Set task - State how many lines in the items below contain the string "hard", with case counting. Reply with the number alone.

- - - -

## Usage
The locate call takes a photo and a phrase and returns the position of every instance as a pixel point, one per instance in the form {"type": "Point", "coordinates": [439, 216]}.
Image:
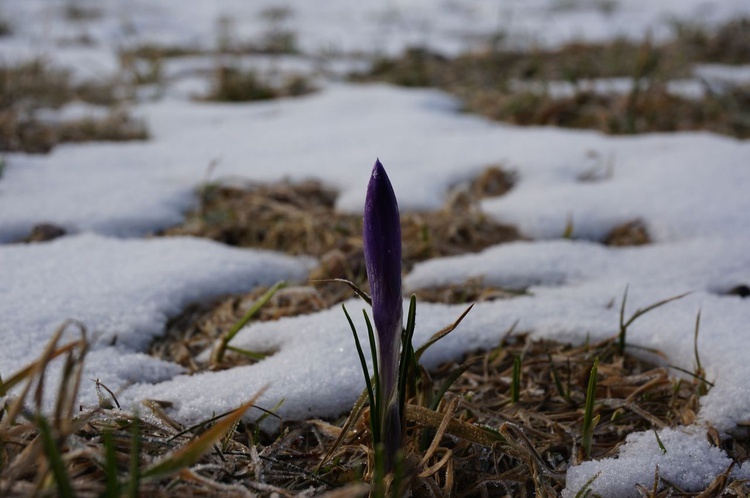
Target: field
{"type": "Point", "coordinates": [181, 198]}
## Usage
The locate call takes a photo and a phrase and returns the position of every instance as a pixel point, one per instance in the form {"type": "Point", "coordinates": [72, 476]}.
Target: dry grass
{"type": "Point", "coordinates": [231, 84]}
{"type": "Point", "coordinates": [476, 442]}
{"type": "Point", "coordinates": [492, 83]}
{"type": "Point", "coordinates": [27, 88]}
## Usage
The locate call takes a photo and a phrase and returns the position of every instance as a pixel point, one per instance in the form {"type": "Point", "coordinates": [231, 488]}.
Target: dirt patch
{"type": "Point", "coordinates": [301, 219]}
{"type": "Point", "coordinates": [27, 88]}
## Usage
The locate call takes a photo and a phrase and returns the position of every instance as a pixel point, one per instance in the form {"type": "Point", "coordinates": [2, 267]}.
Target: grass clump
{"type": "Point", "coordinates": [232, 84]}
{"type": "Point", "coordinates": [517, 86]}
{"type": "Point", "coordinates": [468, 432]}
{"type": "Point", "coordinates": [27, 88]}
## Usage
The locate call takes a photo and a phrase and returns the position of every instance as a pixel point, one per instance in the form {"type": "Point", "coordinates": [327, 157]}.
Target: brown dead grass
{"type": "Point", "coordinates": [488, 83]}
{"type": "Point", "coordinates": [476, 442]}
{"type": "Point", "coordinates": [29, 87]}
{"type": "Point", "coordinates": [301, 219]}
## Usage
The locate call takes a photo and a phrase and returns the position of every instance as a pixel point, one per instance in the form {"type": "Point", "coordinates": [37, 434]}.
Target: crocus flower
{"type": "Point", "coordinates": [382, 246]}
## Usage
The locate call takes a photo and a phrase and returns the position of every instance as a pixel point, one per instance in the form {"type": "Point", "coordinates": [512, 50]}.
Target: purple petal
{"type": "Point", "coordinates": [382, 245]}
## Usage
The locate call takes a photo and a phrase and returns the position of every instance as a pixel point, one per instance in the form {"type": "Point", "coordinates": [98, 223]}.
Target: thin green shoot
{"type": "Point", "coordinates": [558, 382]}
{"type": "Point", "coordinates": [437, 397]}
{"type": "Point", "coordinates": [112, 486]}
{"type": "Point", "coordinates": [353, 416]}
{"type": "Point", "coordinates": [661, 445]}
{"type": "Point", "coordinates": [218, 353]}
{"type": "Point", "coordinates": [192, 451]}
{"type": "Point", "coordinates": [253, 355]}
{"type": "Point", "coordinates": [54, 458]}
{"type": "Point", "coordinates": [455, 374]}
{"type": "Point", "coordinates": [515, 385]}
{"type": "Point", "coordinates": [624, 324]}
{"type": "Point", "coordinates": [699, 372]}
{"type": "Point", "coordinates": [134, 484]}
{"type": "Point", "coordinates": [496, 352]}
{"type": "Point", "coordinates": [589, 420]}
{"type": "Point", "coordinates": [585, 490]}
{"type": "Point", "coordinates": [407, 354]}
{"type": "Point", "coordinates": [363, 362]}
{"type": "Point", "coordinates": [378, 478]}
{"type": "Point", "coordinates": [103, 401]}
{"type": "Point", "coordinates": [692, 374]}
{"type": "Point", "coordinates": [376, 403]}
{"type": "Point", "coordinates": [441, 333]}
{"type": "Point", "coordinates": [359, 292]}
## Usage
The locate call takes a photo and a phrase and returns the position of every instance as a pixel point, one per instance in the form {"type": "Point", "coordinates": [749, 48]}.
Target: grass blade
{"type": "Point", "coordinates": [112, 486]}
{"type": "Point", "coordinates": [407, 352]}
{"type": "Point", "coordinates": [441, 333]}
{"type": "Point", "coordinates": [589, 421]}
{"type": "Point", "coordinates": [134, 485]}
{"type": "Point", "coordinates": [218, 353]}
{"type": "Point", "coordinates": [192, 451]}
{"type": "Point", "coordinates": [368, 383]}
{"type": "Point", "coordinates": [515, 385]}
{"type": "Point", "coordinates": [52, 450]}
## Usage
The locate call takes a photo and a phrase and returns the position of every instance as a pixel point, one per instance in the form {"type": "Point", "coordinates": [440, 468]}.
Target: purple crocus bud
{"type": "Point", "coordinates": [382, 245]}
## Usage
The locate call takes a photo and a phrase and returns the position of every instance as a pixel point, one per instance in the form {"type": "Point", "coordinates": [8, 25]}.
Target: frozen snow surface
{"type": "Point", "coordinates": [123, 292]}
{"type": "Point", "coordinates": [690, 190]}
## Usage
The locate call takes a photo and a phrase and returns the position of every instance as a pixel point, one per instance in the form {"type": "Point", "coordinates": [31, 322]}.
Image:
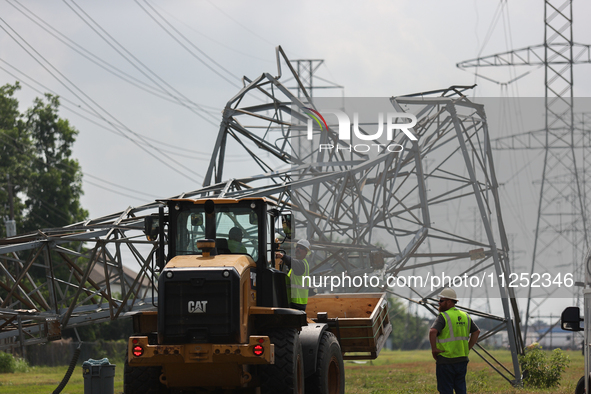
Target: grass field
{"type": "Point", "coordinates": [393, 372]}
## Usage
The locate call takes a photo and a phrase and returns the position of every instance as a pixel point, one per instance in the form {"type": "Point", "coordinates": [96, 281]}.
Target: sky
{"type": "Point", "coordinates": [383, 49]}
{"type": "Point", "coordinates": [372, 49]}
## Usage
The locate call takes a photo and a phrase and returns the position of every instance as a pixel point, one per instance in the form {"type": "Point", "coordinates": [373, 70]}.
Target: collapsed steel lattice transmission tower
{"type": "Point", "coordinates": [385, 213]}
{"type": "Point", "coordinates": [562, 215]}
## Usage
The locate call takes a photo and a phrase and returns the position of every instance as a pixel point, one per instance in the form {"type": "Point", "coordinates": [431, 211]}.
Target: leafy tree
{"type": "Point", "coordinates": [16, 155]}
{"type": "Point", "coordinates": [541, 371]}
{"type": "Point", "coordinates": [36, 163]}
{"type": "Point", "coordinates": [408, 331]}
{"type": "Point", "coordinates": [53, 195]}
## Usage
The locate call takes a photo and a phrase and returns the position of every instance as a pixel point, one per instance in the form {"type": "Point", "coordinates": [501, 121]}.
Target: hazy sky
{"type": "Point", "coordinates": [373, 49]}
{"type": "Point", "coordinates": [380, 48]}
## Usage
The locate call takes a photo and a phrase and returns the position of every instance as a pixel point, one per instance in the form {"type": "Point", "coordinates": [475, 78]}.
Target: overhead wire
{"type": "Point", "coordinates": [76, 108]}
{"type": "Point", "coordinates": [158, 92]}
{"type": "Point", "coordinates": [125, 128]}
{"type": "Point", "coordinates": [236, 85]}
{"type": "Point", "coordinates": [115, 45]}
{"type": "Point", "coordinates": [210, 38]}
{"type": "Point", "coordinates": [16, 143]}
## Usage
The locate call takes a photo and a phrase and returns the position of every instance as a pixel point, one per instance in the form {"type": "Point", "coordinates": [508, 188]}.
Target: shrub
{"type": "Point", "coordinates": [542, 371]}
{"type": "Point", "coordinates": [21, 365]}
{"type": "Point", "coordinates": [7, 363]}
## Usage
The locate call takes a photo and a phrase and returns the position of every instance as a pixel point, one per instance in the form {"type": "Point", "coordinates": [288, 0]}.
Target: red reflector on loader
{"type": "Point", "coordinates": [138, 351]}
{"type": "Point", "coordinates": [258, 350]}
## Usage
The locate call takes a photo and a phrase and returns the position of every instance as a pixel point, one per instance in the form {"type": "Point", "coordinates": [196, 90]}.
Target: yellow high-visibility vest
{"type": "Point", "coordinates": [299, 293]}
{"type": "Point", "coordinates": [455, 335]}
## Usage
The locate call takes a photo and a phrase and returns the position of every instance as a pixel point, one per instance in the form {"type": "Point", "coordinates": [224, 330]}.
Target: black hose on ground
{"type": "Point", "coordinates": [69, 371]}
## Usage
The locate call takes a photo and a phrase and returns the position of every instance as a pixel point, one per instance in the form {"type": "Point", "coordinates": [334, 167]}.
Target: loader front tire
{"type": "Point", "coordinates": [329, 377]}
{"type": "Point", "coordinates": [580, 389]}
{"type": "Point", "coordinates": [287, 374]}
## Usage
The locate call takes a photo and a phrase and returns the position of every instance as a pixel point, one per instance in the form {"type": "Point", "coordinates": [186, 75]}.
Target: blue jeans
{"type": "Point", "coordinates": [451, 377]}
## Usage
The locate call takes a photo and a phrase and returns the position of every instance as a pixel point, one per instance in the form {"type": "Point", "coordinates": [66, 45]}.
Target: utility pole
{"type": "Point", "coordinates": [562, 174]}
{"type": "Point", "coordinates": [10, 223]}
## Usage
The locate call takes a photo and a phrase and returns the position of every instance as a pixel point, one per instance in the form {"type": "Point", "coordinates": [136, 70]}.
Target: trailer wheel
{"type": "Point", "coordinates": [287, 374]}
{"type": "Point", "coordinates": [580, 389]}
{"type": "Point", "coordinates": [329, 377]}
{"type": "Point", "coordinates": [142, 380]}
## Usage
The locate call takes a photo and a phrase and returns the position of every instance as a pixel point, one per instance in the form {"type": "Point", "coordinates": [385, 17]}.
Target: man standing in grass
{"type": "Point", "coordinates": [452, 335]}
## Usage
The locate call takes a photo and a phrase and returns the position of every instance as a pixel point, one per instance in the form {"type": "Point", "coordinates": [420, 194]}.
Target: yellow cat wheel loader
{"type": "Point", "coordinates": [222, 321]}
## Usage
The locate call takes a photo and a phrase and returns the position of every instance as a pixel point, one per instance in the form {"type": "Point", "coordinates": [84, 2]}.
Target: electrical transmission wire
{"type": "Point", "coordinates": [156, 91]}
{"type": "Point", "coordinates": [136, 63]}
{"type": "Point", "coordinates": [220, 43]}
{"type": "Point", "coordinates": [19, 145]}
{"type": "Point", "coordinates": [190, 43]}
{"type": "Point", "coordinates": [205, 156]}
{"type": "Point", "coordinates": [125, 128]}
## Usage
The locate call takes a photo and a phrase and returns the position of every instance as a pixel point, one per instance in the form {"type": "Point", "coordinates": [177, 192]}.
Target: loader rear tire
{"type": "Point", "coordinates": [142, 380]}
{"type": "Point", "coordinates": [286, 376]}
{"type": "Point", "coordinates": [329, 377]}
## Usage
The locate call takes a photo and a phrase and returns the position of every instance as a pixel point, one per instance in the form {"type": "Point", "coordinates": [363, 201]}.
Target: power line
{"type": "Point", "coordinates": [81, 99]}
{"type": "Point", "coordinates": [210, 38]}
{"type": "Point", "coordinates": [163, 94]}
{"type": "Point", "coordinates": [190, 43]}
{"type": "Point", "coordinates": [73, 110]}
{"type": "Point", "coordinates": [98, 26]}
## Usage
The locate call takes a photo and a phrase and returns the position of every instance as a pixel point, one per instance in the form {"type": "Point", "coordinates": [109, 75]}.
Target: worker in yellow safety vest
{"type": "Point", "coordinates": [452, 336]}
{"type": "Point", "coordinates": [298, 269]}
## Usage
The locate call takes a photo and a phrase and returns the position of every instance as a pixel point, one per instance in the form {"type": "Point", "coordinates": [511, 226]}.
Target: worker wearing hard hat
{"type": "Point", "coordinates": [298, 268]}
{"type": "Point", "coordinates": [235, 241]}
{"type": "Point", "coordinates": [452, 335]}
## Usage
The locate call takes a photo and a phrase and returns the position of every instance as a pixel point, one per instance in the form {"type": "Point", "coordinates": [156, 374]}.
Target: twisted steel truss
{"type": "Point", "coordinates": [386, 213]}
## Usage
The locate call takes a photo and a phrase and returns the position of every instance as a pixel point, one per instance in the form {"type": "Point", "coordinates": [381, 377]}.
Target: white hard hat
{"type": "Point", "coordinates": [448, 293]}
{"type": "Point", "coordinates": [304, 243]}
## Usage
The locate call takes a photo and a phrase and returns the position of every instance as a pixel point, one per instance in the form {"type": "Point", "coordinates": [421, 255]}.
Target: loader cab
{"type": "Point", "coordinates": [242, 226]}
{"type": "Point", "coordinates": [237, 227]}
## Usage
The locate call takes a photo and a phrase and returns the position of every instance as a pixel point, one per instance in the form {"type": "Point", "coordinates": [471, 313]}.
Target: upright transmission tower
{"type": "Point", "coordinates": [562, 216]}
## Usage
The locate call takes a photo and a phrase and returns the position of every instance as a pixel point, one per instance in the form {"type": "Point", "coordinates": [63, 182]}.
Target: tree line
{"type": "Point", "coordinates": [40, 182]}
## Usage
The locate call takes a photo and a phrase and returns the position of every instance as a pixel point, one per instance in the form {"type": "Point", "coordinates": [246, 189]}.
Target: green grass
{"type": "Point", "coordinates": [43, 380]}
{"type": "Point", "coordinates": [414, 372]}
{"type": "Point", "coordinates": [393, 372]}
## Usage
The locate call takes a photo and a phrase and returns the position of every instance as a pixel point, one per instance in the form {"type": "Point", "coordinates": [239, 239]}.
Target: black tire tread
{"type": "Point", "coordinates": [142, 380]}
{"type": "Point", "coordinates": [580, 389]}
{"type": "Point", "coordinates": [315, 384]}
{"type": "Point", "coordinates": [279, 377]}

- - - -

Full answer - 2